EXTRACT TO READ START
The thermoplastic resins exhibit excellent processing characteristics and high shape degree-of-freedom. Accordingly, the thermoplastic resins are widely used for common industrial usages such as automobiles, electrical appliances, medical-care-related/bio-related appliances, and the like. Actually, the thermoplastic resins have prevailed up to such an extent that it can be said that there exists no field where the thermoplastic resins are not used. Namely, the thermoplastic resins have already become everyday-used familiar materials. At the beginning, the thermoplastic resins had been utilized as the alternatives for natural raw materials such as lumbers, papers, and the like. Nowadays, however, special products that cannot be produced without using the plastic materials are developed in large numbers. In view of this situation, if an optimum material is made full use of for the design and development using an optimum processing method, there exists a possibility that a never-before-possible new product will be able to be created and produced.
In particular, in accompaniment with the trend of product's structural complication and product's low-cost implementation in recent years, the design is performed where merits of the thermoplastic resins are made full use of. Also, the secondary-processing technologies are becoming important similarly. Of these secondary-processing technologies, attention has been focused on the laser welding by the prevalence of semiconductor lasers. The laser welding is a very clean joining technology that results in only a small extent of occurrence of the resin's burr. Accordingly, the research is also underway vigorously with medical-care-related/bio-related parts employed as the research target. Moreover, the features of the laser welding are as follows: Namely, the accuracy is high, and the distortion is small. This feature is made possible, because only the periphery of a target area, i.e., the laser-light irradiation area, is heated in a concentrated and rapid manner. Also, the welding/joining of complicated three-dimensionally-shaped objects or large-sized products is made possible by the scanning performed with laser light. Also, the product's low-cost implementation can be accomplished by a reduction in the number of the processing steps or the number of the parts. In general, however, a transparent resin and a black resin are used in the laser welding. As a result, the laser welding of mutually transparent resins is difficult to accomplish.
EXTRACT TO READ END
DATA SHOWN START
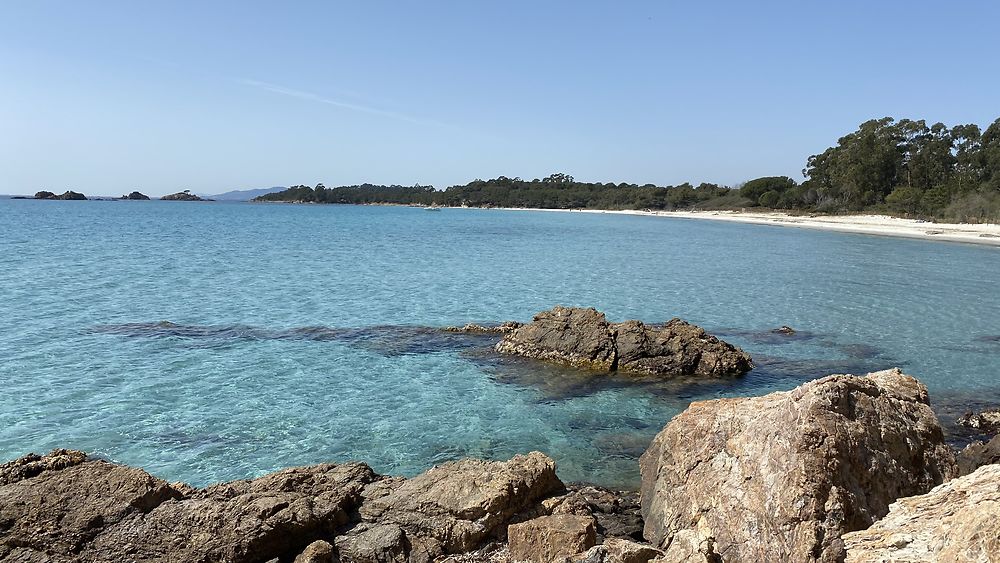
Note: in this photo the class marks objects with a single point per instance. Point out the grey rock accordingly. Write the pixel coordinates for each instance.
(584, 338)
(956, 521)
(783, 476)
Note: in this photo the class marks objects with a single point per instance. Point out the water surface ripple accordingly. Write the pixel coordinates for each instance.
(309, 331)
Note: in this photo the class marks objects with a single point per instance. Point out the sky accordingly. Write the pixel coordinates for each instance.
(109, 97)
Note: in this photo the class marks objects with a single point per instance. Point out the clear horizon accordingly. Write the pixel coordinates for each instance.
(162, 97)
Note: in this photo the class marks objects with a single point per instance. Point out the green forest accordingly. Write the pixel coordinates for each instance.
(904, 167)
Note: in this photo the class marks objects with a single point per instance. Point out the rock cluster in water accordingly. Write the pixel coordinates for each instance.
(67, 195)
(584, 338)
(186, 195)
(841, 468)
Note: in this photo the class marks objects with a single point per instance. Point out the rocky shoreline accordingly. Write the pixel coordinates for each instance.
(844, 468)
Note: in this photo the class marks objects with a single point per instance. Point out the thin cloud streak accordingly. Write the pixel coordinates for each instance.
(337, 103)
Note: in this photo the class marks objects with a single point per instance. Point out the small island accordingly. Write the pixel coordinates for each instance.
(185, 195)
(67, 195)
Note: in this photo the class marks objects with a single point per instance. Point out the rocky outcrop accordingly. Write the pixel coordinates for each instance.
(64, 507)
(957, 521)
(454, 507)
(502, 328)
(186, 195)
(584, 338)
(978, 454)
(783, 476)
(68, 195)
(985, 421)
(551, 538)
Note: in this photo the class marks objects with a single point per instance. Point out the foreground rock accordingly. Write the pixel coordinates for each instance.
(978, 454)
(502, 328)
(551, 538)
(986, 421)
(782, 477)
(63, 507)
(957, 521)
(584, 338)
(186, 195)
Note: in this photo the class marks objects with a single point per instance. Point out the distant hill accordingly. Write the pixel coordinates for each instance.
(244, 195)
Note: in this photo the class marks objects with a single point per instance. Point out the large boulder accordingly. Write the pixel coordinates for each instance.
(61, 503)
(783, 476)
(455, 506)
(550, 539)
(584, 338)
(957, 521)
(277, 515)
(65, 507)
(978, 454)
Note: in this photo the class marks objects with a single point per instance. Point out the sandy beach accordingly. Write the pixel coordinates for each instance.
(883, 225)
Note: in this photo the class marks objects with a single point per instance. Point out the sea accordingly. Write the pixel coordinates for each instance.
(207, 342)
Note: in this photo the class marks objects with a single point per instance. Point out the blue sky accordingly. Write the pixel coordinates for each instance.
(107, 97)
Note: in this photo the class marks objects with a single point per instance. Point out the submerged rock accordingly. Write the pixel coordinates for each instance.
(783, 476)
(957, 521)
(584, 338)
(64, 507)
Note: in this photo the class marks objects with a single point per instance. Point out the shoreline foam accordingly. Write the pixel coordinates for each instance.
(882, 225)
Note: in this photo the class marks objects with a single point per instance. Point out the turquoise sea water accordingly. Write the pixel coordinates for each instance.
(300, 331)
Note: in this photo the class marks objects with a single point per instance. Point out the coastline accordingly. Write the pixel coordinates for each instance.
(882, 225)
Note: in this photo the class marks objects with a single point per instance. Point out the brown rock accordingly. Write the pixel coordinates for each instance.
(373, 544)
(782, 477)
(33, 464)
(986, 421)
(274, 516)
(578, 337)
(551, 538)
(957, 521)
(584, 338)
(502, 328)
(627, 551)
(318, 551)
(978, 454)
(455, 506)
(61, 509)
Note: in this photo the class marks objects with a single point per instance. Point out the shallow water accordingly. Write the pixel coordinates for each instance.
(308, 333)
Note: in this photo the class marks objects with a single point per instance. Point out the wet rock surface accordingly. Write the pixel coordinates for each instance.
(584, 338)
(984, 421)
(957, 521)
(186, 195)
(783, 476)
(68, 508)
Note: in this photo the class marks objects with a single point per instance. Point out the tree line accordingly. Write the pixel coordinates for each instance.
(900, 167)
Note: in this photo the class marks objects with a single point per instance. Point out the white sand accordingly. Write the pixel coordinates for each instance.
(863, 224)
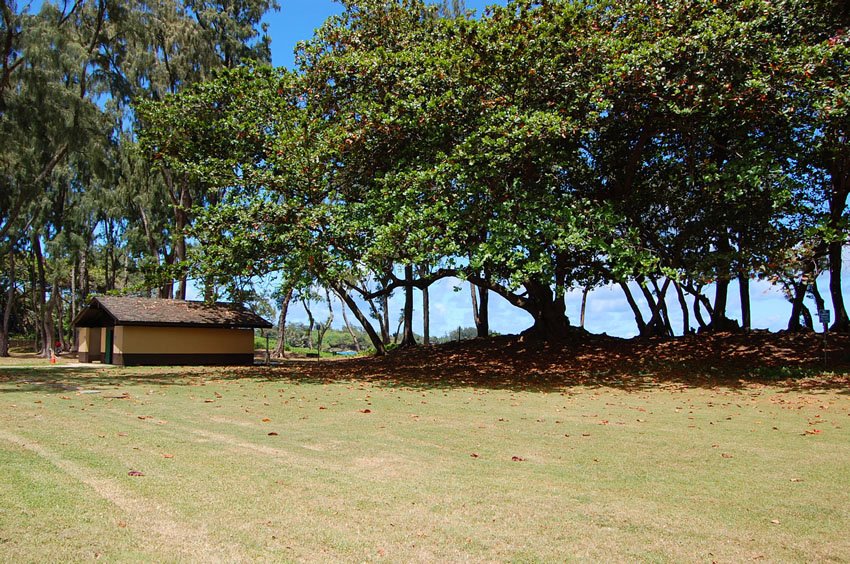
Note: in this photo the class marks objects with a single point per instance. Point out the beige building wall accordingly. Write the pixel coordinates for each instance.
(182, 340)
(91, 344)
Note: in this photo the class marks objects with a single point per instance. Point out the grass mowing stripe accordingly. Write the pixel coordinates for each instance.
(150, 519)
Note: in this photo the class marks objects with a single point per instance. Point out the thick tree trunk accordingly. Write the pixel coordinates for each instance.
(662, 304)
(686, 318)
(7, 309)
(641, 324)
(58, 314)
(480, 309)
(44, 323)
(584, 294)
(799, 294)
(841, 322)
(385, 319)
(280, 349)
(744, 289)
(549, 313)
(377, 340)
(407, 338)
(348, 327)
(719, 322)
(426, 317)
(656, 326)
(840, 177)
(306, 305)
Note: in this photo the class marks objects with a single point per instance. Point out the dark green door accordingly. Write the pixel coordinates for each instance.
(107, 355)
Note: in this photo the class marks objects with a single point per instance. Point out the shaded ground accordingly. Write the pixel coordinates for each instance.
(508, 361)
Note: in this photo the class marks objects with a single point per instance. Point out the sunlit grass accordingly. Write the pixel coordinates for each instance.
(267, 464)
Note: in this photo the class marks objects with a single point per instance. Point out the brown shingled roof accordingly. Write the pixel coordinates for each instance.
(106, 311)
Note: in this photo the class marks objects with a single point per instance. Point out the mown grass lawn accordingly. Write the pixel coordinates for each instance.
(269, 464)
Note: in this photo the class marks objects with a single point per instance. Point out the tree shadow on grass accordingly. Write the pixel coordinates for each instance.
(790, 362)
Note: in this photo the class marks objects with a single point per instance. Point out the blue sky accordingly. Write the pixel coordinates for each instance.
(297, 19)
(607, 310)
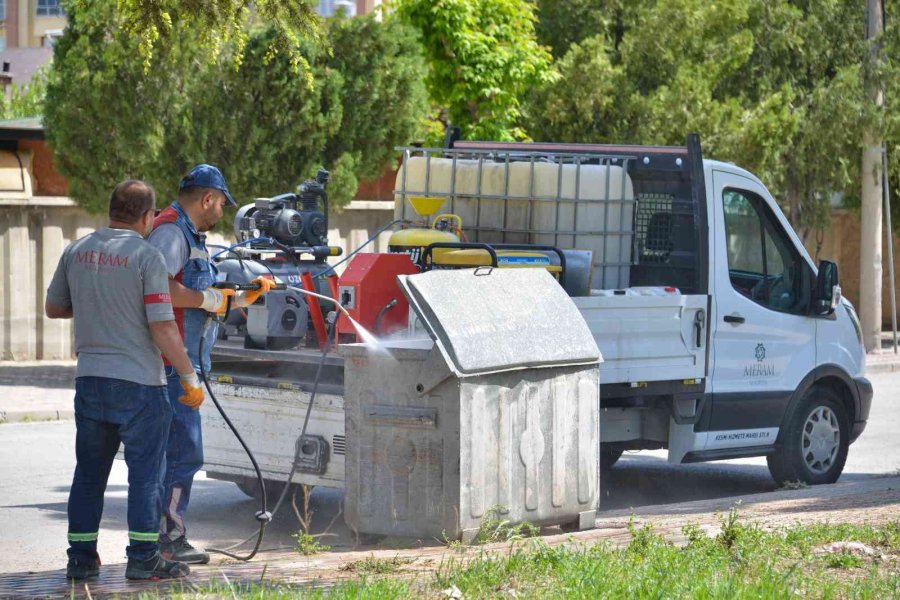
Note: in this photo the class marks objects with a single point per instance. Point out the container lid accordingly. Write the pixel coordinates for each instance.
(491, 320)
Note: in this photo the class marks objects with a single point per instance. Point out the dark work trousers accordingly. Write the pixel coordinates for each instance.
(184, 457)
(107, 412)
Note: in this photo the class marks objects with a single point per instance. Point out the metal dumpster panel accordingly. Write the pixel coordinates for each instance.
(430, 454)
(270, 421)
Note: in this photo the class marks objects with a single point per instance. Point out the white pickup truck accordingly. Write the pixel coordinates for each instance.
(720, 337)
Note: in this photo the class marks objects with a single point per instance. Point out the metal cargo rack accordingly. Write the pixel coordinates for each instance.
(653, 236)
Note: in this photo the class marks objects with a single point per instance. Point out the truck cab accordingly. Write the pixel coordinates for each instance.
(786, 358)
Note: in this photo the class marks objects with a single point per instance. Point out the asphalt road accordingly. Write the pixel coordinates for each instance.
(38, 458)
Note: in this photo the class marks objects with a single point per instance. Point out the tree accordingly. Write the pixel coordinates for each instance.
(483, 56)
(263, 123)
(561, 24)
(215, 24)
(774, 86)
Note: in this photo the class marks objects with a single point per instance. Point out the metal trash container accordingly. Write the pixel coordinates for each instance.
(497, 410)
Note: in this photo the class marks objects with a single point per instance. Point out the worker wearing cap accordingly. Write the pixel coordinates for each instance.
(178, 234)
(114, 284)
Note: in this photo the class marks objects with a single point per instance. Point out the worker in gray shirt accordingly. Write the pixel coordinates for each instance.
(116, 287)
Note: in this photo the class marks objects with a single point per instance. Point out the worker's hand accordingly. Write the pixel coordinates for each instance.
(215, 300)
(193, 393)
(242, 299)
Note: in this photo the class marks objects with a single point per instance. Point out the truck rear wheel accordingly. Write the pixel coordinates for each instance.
DATA SHOWN END
DATA SHOWN START
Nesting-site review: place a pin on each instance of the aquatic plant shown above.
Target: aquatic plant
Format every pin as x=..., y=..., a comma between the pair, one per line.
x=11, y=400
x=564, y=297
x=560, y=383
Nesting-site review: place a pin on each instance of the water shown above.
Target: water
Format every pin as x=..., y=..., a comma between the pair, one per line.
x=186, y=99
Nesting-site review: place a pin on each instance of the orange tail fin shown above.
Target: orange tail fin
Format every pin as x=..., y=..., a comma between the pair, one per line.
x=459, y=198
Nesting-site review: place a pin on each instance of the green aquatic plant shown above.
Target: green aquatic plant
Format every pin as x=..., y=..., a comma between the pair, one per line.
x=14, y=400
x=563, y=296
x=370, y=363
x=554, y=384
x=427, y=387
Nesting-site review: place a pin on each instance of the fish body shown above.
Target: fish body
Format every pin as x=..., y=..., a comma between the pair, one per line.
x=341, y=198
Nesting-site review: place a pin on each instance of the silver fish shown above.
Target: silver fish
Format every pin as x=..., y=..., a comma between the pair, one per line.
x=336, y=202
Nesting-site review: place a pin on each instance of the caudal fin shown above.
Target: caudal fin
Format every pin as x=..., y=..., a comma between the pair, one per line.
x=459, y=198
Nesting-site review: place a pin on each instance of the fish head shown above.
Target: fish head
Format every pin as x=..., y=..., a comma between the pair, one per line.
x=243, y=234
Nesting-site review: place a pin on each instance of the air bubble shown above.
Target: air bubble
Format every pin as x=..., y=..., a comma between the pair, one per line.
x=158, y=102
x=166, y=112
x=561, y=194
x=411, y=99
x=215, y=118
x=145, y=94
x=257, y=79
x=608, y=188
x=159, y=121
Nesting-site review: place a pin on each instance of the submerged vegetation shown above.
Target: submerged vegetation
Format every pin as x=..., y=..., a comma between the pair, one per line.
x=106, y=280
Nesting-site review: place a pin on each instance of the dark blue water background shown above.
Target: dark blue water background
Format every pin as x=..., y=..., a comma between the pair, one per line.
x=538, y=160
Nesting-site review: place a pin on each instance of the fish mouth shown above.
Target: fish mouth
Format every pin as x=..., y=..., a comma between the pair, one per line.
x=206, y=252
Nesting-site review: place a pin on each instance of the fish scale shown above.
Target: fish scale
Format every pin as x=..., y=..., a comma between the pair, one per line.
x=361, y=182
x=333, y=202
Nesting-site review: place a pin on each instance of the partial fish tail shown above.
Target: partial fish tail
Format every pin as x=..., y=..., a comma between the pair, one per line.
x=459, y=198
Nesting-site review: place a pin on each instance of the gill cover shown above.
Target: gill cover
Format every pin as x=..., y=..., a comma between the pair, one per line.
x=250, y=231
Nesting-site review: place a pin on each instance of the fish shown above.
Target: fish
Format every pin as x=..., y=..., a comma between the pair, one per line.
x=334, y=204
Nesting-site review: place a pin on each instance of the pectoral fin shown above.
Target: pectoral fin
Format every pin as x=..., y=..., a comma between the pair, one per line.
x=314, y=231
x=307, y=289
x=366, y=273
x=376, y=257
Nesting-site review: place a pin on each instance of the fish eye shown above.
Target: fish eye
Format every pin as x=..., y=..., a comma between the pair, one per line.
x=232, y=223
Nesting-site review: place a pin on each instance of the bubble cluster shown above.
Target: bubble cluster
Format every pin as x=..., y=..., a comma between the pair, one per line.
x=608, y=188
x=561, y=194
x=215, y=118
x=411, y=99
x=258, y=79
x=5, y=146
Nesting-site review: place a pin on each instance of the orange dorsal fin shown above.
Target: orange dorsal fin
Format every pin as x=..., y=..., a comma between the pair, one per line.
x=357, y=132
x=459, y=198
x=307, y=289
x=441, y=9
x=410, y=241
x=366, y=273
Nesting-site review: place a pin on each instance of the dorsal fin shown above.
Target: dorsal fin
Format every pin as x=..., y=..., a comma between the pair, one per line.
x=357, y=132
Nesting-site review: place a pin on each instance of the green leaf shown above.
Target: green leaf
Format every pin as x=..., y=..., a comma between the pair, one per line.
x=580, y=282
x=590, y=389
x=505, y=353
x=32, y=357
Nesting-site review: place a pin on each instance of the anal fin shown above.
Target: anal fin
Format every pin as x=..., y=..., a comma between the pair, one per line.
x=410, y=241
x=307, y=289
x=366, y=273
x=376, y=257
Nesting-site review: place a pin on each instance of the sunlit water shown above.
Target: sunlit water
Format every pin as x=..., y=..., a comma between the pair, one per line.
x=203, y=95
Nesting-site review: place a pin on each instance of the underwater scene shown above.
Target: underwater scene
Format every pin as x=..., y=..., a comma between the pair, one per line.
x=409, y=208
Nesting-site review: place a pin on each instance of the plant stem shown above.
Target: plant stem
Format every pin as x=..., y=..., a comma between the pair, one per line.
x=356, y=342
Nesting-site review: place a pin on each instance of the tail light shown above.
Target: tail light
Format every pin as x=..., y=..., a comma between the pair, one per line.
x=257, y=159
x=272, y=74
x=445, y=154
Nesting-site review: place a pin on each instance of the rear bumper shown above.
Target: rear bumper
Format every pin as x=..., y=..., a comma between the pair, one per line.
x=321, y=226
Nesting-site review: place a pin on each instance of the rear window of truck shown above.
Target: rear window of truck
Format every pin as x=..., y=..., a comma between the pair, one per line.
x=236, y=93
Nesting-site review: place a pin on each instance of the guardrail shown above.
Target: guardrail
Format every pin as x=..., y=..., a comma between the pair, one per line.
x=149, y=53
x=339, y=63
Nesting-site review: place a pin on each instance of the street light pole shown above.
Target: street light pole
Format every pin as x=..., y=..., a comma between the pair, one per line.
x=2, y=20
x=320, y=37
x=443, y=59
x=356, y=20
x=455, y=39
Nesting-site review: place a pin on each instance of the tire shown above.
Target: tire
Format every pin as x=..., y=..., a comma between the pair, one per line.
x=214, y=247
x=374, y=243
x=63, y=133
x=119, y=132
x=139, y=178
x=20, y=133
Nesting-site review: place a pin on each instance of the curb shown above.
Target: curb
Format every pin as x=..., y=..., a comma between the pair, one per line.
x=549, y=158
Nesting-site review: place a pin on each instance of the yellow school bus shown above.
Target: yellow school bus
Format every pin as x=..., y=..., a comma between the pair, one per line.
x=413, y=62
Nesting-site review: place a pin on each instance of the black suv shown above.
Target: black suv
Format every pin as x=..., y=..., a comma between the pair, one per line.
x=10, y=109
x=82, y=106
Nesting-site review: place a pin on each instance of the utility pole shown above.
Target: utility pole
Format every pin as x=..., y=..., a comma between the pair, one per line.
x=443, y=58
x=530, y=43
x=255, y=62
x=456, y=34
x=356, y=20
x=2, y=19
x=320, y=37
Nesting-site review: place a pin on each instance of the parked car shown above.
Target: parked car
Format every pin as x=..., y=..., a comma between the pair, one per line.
DATA SHOWN END
DATA SHOWN START
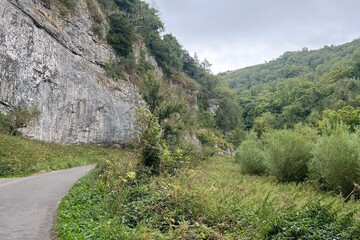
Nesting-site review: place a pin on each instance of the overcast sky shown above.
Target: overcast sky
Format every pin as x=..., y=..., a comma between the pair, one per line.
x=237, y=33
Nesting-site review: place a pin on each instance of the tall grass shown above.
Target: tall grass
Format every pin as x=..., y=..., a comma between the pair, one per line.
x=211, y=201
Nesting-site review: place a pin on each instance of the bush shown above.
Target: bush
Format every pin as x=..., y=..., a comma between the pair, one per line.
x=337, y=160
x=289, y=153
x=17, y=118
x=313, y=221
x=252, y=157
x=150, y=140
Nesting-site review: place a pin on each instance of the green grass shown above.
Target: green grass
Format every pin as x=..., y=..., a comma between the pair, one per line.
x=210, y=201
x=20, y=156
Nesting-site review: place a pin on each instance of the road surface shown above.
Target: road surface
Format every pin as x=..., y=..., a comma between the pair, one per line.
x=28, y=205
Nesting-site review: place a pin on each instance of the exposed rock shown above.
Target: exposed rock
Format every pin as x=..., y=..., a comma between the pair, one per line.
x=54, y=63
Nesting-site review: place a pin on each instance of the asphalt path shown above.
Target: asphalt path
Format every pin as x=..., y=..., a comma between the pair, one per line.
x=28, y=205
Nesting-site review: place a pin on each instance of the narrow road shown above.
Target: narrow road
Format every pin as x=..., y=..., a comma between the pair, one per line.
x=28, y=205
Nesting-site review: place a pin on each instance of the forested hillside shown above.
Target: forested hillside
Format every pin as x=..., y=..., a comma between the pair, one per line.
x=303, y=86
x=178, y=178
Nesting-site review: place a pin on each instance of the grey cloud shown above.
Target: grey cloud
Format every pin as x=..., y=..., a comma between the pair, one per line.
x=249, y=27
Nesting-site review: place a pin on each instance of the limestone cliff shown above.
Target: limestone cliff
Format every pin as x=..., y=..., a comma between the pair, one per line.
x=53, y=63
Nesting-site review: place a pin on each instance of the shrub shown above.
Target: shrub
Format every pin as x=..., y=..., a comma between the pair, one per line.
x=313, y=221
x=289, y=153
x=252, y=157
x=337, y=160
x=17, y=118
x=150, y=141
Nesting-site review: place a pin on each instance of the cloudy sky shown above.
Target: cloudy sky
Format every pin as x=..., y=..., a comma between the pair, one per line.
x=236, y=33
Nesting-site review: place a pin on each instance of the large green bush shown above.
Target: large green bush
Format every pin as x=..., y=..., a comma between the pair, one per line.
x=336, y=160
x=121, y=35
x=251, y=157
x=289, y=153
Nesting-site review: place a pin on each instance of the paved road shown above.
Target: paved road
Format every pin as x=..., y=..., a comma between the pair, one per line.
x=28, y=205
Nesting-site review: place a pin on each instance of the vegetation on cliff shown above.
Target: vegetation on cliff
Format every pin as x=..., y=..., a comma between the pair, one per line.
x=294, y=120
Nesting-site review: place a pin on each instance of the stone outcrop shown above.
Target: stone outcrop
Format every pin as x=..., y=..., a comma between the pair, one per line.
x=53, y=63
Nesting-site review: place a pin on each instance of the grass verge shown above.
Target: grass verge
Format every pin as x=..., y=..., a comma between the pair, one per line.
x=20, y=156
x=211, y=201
DATA SHOWN END
Pick up the text on thermoplastic resins and laser welding after its last sentence and carry it further.

As the laser welding of mutually transparent resins, in PATENT LITERATURE 1, the explanation has been given concerning the following technique: Namely, a very thin transparent film, which exhibits a laser-light-absorbing absorption property, and which contains similar constituents to those of mutually transparent resin members, is caused to exist between these mutually transparent resin members. In this state, the laser irradiation is performed. This laser-irradiation operation makes it possible to weld even the mutually transparent resin members to each other. In PATENT LITERATURE 2, the explanation has been given regarding the following technique: Namely, toner or paint is caused to adhere onto one side of each of the mutually transparent resin members in accordance with a predetermined pattern. In this state, the laser irradiation is performed. This laser-irradiation operation makes it possible to weld even the mutually transparent resin members to each other. In PATENT LITERATURE 3, the disclosure has been made concerning the following technique: Namely, a concave/convex-portions surface is formed by roughing one side of the joining portion between the mutually transparent resin members. In this state, the laser irradiation is applied to this concave/convex-portions surface. This laser-irradiation operation allows even the mutually transparent resin members to be welded to each other.